>> begin STORED DATA
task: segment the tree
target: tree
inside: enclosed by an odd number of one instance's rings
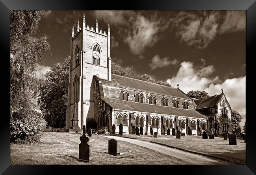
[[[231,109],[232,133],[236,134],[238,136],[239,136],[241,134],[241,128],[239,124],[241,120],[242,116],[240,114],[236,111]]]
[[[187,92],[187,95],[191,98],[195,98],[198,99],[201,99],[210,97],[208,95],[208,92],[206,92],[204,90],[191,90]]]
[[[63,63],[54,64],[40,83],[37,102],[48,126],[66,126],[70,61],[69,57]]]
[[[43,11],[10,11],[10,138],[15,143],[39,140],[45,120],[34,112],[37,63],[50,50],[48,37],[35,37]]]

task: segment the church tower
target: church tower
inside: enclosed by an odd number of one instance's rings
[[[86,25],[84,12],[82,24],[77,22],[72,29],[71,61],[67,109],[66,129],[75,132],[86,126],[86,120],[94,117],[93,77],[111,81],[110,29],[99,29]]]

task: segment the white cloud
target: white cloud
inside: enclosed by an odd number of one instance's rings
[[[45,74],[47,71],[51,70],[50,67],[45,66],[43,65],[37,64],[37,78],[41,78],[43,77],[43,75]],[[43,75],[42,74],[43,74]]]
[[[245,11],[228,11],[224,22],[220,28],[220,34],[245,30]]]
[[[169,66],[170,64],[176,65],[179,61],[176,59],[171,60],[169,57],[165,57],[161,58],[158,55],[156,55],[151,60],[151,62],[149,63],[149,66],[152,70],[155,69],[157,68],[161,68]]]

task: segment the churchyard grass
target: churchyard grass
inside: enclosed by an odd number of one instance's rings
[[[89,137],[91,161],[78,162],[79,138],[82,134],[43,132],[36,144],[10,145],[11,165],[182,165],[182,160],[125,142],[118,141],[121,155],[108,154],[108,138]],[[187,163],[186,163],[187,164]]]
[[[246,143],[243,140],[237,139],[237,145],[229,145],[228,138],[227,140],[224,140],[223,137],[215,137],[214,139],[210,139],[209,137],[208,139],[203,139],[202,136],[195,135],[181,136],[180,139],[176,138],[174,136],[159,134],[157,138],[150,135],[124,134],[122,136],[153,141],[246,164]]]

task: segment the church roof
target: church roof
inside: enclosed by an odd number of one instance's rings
>> end STORED DATA
Please state how many lines above contain the string "task", treating uppercase and lowercase letters as different. Reply with the number alone.

5